• _TASK INSTRUCTIONS_
From the line containing "Which region of the image contains the utility" onward to the last line of the data below, copy each line exactly and add nothing.

*** SUPPLIED INFORMATION Section Begins ***

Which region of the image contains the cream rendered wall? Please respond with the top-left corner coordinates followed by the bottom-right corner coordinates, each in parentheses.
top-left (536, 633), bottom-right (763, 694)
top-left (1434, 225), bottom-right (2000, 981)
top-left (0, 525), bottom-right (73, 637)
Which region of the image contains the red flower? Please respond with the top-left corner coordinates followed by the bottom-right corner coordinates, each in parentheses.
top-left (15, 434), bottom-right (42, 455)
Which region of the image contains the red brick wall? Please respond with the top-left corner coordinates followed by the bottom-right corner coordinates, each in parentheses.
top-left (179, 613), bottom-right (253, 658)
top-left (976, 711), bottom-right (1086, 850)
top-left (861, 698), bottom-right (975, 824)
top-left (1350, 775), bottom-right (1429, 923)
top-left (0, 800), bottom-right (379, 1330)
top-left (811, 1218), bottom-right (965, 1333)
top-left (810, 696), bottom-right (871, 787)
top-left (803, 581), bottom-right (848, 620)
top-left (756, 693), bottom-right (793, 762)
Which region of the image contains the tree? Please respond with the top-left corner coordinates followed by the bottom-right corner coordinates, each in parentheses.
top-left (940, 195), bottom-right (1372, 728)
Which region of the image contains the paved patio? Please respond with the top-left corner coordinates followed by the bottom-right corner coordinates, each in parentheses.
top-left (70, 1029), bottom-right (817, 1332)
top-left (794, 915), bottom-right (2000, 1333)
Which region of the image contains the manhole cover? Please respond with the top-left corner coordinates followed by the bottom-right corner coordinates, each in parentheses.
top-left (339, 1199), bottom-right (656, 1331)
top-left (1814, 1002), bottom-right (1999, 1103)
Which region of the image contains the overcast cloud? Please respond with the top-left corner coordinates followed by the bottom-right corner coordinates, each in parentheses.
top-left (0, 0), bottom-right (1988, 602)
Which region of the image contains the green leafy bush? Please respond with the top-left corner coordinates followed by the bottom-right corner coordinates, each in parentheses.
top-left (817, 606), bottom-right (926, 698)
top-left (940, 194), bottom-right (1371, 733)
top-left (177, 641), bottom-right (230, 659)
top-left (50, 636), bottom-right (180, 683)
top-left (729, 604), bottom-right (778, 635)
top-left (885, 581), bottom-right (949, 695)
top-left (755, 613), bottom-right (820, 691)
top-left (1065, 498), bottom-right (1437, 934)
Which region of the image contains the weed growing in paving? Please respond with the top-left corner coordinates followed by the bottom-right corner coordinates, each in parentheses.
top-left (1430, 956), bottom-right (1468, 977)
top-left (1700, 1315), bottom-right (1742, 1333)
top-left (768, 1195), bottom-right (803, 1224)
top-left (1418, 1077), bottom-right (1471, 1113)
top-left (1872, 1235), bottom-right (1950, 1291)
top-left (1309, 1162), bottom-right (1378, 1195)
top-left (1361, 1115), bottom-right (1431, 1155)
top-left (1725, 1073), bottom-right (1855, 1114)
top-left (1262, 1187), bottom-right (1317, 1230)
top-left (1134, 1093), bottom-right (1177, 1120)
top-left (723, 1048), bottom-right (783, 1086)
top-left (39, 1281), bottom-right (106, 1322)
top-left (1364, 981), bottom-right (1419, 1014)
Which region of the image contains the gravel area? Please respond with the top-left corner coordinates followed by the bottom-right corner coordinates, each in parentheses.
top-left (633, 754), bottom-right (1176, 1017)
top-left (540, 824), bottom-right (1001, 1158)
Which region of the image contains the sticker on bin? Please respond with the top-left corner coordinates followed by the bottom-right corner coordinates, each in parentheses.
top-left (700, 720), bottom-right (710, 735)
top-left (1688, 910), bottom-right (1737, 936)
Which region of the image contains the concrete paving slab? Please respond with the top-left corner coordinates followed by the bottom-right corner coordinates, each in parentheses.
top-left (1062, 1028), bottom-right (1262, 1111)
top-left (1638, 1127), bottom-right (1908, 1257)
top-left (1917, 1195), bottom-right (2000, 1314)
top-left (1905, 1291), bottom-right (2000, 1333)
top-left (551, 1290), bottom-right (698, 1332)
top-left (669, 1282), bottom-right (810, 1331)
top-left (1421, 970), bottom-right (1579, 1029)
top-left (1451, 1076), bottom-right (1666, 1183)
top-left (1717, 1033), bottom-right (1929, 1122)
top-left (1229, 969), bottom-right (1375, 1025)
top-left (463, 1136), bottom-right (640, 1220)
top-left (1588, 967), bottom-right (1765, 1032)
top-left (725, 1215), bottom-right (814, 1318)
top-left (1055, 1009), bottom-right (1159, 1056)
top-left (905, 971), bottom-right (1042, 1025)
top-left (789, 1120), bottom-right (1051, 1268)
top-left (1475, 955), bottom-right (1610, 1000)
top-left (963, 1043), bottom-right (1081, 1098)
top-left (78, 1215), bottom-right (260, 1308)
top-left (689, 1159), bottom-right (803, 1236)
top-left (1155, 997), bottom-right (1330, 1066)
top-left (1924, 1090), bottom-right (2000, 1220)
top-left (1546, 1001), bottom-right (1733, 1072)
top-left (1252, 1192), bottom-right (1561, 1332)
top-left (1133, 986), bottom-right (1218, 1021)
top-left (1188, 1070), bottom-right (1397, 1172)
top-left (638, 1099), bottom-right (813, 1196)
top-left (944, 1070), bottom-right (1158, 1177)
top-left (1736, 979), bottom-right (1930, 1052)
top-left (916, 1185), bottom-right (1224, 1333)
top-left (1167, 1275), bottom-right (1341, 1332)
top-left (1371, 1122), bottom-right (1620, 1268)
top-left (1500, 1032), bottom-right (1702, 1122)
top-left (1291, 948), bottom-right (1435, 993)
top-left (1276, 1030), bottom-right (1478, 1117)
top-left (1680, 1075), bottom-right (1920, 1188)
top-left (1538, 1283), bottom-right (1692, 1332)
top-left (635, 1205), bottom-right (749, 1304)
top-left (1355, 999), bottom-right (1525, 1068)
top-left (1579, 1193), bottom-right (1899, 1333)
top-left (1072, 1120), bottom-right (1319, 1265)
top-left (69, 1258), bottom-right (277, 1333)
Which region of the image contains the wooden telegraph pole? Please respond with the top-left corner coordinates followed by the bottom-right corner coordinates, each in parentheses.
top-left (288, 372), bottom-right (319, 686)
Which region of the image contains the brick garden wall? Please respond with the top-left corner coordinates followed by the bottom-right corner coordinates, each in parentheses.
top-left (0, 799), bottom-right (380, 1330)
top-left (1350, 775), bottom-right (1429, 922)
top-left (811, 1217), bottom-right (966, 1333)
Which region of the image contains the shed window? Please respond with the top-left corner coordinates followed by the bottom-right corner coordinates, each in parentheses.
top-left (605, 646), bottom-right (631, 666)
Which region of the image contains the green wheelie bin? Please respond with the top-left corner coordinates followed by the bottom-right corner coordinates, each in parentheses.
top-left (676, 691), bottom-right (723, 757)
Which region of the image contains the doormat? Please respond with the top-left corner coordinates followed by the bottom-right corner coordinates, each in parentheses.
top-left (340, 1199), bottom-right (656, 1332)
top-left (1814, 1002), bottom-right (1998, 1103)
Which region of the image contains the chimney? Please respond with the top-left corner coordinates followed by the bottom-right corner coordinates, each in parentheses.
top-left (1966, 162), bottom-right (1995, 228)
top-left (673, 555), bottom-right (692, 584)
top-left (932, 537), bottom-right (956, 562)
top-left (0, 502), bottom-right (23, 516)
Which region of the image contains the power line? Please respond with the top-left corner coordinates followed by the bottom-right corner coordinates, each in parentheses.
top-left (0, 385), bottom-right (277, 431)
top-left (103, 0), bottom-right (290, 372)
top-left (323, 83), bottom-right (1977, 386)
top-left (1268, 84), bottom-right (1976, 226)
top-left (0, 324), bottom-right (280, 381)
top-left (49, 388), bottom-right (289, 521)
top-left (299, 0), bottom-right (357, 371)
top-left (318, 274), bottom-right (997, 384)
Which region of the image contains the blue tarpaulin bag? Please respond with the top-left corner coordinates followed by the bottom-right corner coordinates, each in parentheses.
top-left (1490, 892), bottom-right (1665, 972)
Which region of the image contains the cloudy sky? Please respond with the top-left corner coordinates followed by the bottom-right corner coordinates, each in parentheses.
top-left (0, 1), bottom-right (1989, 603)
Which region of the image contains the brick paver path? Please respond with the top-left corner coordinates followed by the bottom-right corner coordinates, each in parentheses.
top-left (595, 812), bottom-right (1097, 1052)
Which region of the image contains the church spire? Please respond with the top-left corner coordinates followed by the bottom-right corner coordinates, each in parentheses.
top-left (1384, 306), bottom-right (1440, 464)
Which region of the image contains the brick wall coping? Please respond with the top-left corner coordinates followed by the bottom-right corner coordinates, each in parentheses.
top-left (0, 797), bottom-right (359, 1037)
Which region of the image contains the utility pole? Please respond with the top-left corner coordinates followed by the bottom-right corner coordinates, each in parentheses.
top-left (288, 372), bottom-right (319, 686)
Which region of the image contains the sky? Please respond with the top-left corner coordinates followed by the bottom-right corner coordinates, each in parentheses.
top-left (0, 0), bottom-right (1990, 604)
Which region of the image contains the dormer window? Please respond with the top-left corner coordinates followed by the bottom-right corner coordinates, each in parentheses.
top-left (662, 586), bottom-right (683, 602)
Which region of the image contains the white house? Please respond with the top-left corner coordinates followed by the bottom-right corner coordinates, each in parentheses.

*** SUPPLIED INFORMATION Section Ends ***

• _FINISHED TASK_
Which region of the image contains the utility pole? Please respond with the top-left corner coordinates followed by the bottom-right corner coordinates, each in parentheses.
top-left (288, 372), bottom-right (319, 686)
Which region of the image contains the sky? Please respond with the top-left corner coordinates followed by the bottom-right corner coordinates, each in parentheses.
top-left (0, 0), bottom-right (1990, 604)
Which region of the image contains the dormer window? Please respond with the top-left corner coordinates followed by the bottom-right corner coordinates, each in parentheses.
top-left (662, 586), bottom-right (683, 602)
Which region of the image contains the white house? Please respond with the top-left corner coordinates followed by the bottom-right corner coordinates, each in parentheses.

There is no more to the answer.